Required action —
The data follows. Retype every entry exactly.

The data —
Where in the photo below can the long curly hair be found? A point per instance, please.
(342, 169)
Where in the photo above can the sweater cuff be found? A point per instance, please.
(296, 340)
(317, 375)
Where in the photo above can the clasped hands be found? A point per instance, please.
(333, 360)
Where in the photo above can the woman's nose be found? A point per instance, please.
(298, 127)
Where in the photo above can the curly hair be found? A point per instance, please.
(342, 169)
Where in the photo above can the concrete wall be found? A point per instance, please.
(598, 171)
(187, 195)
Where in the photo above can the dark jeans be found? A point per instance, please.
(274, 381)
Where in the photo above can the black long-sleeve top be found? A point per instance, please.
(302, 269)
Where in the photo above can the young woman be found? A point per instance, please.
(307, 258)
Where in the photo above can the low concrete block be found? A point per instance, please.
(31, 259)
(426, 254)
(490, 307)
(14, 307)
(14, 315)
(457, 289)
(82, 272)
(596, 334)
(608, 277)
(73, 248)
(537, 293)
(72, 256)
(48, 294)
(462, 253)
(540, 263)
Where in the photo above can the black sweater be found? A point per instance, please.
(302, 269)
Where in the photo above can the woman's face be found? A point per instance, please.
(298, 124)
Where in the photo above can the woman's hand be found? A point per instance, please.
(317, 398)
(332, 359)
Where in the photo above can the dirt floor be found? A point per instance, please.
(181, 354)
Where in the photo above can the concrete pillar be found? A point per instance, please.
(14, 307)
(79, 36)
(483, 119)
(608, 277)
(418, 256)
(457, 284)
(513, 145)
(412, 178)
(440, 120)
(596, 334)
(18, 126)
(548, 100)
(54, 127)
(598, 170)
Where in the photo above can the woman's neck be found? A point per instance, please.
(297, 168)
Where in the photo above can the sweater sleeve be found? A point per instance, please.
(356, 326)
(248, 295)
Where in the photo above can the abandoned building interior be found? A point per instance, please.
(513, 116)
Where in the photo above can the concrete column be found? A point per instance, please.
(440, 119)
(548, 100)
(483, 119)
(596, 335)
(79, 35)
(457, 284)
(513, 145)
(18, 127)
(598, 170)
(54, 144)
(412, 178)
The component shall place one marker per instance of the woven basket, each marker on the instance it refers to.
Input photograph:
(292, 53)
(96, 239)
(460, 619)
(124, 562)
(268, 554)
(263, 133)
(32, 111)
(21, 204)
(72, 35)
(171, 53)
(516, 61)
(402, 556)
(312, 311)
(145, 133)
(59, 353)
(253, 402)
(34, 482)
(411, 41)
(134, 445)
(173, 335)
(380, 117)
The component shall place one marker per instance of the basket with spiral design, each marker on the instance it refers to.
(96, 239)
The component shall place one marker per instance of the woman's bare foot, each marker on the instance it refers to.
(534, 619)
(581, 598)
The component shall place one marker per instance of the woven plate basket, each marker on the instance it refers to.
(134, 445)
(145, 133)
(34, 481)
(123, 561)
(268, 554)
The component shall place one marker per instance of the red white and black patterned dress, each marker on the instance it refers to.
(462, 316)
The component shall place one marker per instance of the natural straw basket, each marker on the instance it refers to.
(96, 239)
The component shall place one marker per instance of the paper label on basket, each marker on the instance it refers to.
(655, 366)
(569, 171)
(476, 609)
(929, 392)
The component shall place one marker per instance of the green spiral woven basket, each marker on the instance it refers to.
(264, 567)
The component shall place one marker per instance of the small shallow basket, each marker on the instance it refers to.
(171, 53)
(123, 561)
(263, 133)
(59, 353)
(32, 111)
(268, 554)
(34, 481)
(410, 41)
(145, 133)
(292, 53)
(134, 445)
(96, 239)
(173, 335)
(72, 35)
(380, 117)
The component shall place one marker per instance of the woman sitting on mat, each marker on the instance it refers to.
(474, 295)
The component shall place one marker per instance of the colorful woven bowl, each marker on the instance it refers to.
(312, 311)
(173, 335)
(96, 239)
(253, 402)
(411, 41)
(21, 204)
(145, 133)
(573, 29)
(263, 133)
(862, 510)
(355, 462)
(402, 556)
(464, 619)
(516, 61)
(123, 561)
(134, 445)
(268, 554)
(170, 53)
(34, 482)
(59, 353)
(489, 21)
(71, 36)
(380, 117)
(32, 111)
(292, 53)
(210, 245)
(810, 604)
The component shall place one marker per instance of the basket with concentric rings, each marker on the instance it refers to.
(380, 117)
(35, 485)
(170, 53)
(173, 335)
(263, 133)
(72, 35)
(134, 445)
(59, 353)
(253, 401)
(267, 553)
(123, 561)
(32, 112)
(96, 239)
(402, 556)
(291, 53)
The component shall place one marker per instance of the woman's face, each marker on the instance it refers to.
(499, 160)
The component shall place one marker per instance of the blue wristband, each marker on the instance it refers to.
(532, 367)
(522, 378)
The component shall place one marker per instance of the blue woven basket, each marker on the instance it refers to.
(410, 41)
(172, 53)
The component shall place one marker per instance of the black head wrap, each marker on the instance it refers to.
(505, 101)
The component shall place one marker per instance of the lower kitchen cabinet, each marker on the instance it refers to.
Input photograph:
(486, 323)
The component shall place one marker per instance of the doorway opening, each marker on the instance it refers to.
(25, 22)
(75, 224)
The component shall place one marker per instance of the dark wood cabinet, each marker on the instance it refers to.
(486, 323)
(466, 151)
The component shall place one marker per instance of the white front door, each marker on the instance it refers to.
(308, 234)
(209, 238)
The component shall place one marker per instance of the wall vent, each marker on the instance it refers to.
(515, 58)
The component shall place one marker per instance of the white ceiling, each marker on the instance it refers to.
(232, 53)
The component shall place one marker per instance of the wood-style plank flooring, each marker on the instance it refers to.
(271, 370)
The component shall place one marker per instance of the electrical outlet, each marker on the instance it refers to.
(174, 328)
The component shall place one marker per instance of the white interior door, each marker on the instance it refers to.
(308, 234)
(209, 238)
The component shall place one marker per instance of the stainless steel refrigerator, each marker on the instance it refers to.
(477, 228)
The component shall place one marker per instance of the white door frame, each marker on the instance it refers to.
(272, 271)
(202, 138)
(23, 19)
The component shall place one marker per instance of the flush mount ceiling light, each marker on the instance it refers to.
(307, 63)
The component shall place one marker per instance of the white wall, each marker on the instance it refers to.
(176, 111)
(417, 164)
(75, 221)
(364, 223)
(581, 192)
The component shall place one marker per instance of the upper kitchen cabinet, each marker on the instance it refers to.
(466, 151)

Problem solution —
Where in the photo below can the long curly hair be found? A point per instance, please.
(342, 169)
Where in the photo above can the sweater cuff be found? A point per instance, please.
(296, 340)
(317, 375)
Where in the photo above can the clasped hands be found? A point per instance, please.
(333, 360)
Where in the photo above can the woman's nose be found? A point per instance, please.
(298, 127)
Where in the photo above can the curly hair be found? A point per instance, please.
(342, 169)
Where in the photo above can the concrete wall be found? A point per instance, please.
(598, 171)
(187, 195)
Where in the photo above can the dark jeans be found? A point per instance, please.
(274, 381)
Where in the photo above can the black long-sleeve top be found? A point per instance, please.
(302, 269)
Where in the photo above can the young woman be found? A point per instance, please.
(307, 258)
Where in the photo above can the low concrete block be found? A point per instance, please.
(31, 259)
(426, 254)
(490, 307)
(14, 307)
(14, 315)
(457, 289)
(82, 272)
(596, 334)
(608, 277)
(73, 248)
(537, 293)
(72, 256)
(48, 294)
(462, 253)
(540, 263)
Where in the photo above can the black sweater be found? A point per instance, please.
(302, 269)
Where in the photo above can the woman's face be found? A point per instance, please.
(298, 124)
Where in the photo above can the woman's hand be found? A point per instance, please.
(317, 398)
(332, 359)
Where in the photo above can the dirt floor be found? A point per instance, please.
(181, 354)
Where in the photo above can the concrete pillar be found? A point per instance, please.
(14, 307)
(79, 36)
(483, 119)
(608, 277)
(418, 256)
(457, 284)
(513, 145)
(412, 178)
(440, 120)
(596, 334)
(18, 126)
(548, 100)
(54, 127)
(598, 170)
Where in the photo above can the woman's neck be found? A point per instance, please.
(297, 168)
Where in the photo above can the sweater sleeve be found? A point per instance, please.
(356, 326)
(248, 295)
Where in the photo above can the abandoned building interior be found? A point per instance, please.
(513, 116)
Where in the photo above can the concrete column be found? A point per instance, please.
(440, 119)
(548, 100)
(483, 119)
(596, 335)
(79, 35)
(457, 284)
(513, 145)
(18, 127)
(598, 170)
(54, 144)
(412, 178)
The component shall place one marker per instance of the woven basket, each marker on the instance it refers to.
Input photograph:
(292, 53)
(96, 239)
(460, 619)
(124, 562)
(268, 554)
(263, 133)
(32, 111)
(21, 204)
(72, 35)
(171, 53)
(516, 61)
(402, 556)
(312, 311)
(145, 133)
(59, 353)
(253, 402)
(34, 482)
(411, 41)
(134, 445)
(173, 335)
(380, 117)
The component shall place one marker per instance of the basket with spiral design, each marker on the instance it refers to.
(96, 239)
The component shall place one marker per instance of the woman's bare foot, each marker on the instance it refers to.
(534, 619)
(581, 598)
The component shall place one marker per instance of the woven plate basket, each marker on the instance it refers to.
(134, 445)
(145, 133)
(34, 481)
(123, 561)
(268, 554)
The component shall place one marker per instance of the red white and black patterned dress, each marker on the instance it refers to.
(462, 316)
The component shall place one marker per instance of the natural straw basket, each marker on the instance it refers to.
(96, 239)
The component shall place one marker per instance of the paper label on basket, each marker on the instance it refers to.
(655, 366)
(569, 171)
(476, 609)
(929, 392)
The component shall place one marker per instance of the green spiral woven basket, each marker on the instance it refers to.
(264, 567)
The component shall place one marker per instance of the small shallow basket, each marker on the instance it refers to.
(171, 53)
(123, 561)
(263, 133)
(59, 353)
(32, 111)
(268, 554)
(34, 481)
(410, 41)
(145, 133)
(292, 53)
(134, 445)
(96, 239)
(173, 335)
(72, 35)
(380, 117)
The component shall place one marker per instance of the woman sitting on mat, each marker on the instance it refers to.
(474, 295)
The component shall place one marker per instance of the colorful woven bowl, each marker on the instance it refers to.
(312, 311)
(173, 335)
(96, 239)
(253, 402)
(411, 41)
(21, 204)
(145, 133)
(573, 29)
(263, 133)
(862, 510)
(355, 462)
(402, 556)
(464, 619)
(516, 61)
(123, 561)
(134, 445)
(268, 554)
(170, 53)
(34, 482)
(59, 353)
(489, 21)
(71, 36)
(380, 117)
(32, 111)
(292, 53)
(210, 245)
(810, 604)
The component shall place one marker per instance of the basket with concentric rings, each marker on the instance it refers to.
(380, 117)
(35, 485)
(170, 53)
(173, 335)
(263, 133)
(72, 35)
(134, 445)
(59, 353)
(253, 401)
(267, 553)
(123, 561)
(32, 112)
(96, 239)
(402, 556)
(291, 53)
The component shall place one marker per instance of the woman's face, each marker on the instance it refers to.
(499, 160)
The component shall place one marker per instance of the blue wristband, each marker on the instance it refers to.
(532, 367)
(522, 378)
The component shall place one marker per instance of the blue woven basket, each marker on the instance it refers to.
(410, 41)
(172, 53)
The component shall place one marker per instance of the black head wrap, each marker on the instance it refers to.
(505, 101)
The component shall place one marker per instance of the lower kitchen cabinet, each marker on the instance it refers to.
Input photograph:
(486, 323)
The component shall place one marker per instance of the doorway opening, each marker on the instance it refers to.
(25, 22)
(75, 224)
The component shall place one marker per instance of the dark wood cabinet, each marker on the instance it refers to.
(486, 323)
(466, 151)
The component shall place one marker per instance of the white front door, each marker on the instance it refers to.
(308, 234)
(209, 238)
The component shall place one marker per instance of the wall vent, each marker on the instance it refers to.
(515, 58)
The component shall place one marker per instance of the white ceiling, each marker on the instance it refers to.
(232, 53)
The component shall place one marker per instance of the wood-style plank flooring, each marker on the instance it refers to.
(271, 370)
The component shall place one marker per instance of the electrical outlet, each marker on the instance it refers to.
(174, 328)
The component shall place one marker per instance of the white interior door, each marker on the instance it refers to.
(308, 234)
(209, 238)
The component shall place one marker per instance of the stainless steel refrigerator, each marker on the instance it refers to.
(477, 228)
The component shall place one marker per instance of the white door frame, each marker on the instance it refers to.
(272, 271)
(202, 138)
(23, 19)
The component shall place one marker per instance of the flush mount ceiling light, each marker on the instance it refers to.
(307, 63)
The component shall place one marker per instance of the white wall, each marker on the instance it refers to.
(176, 111)
(417, 164)
(75, 221)
(364, 223)
(581, 192)
The component shall place one marker per instance of the upper kitchen cabinet, each marker on the instance it refers to.
(466, 151)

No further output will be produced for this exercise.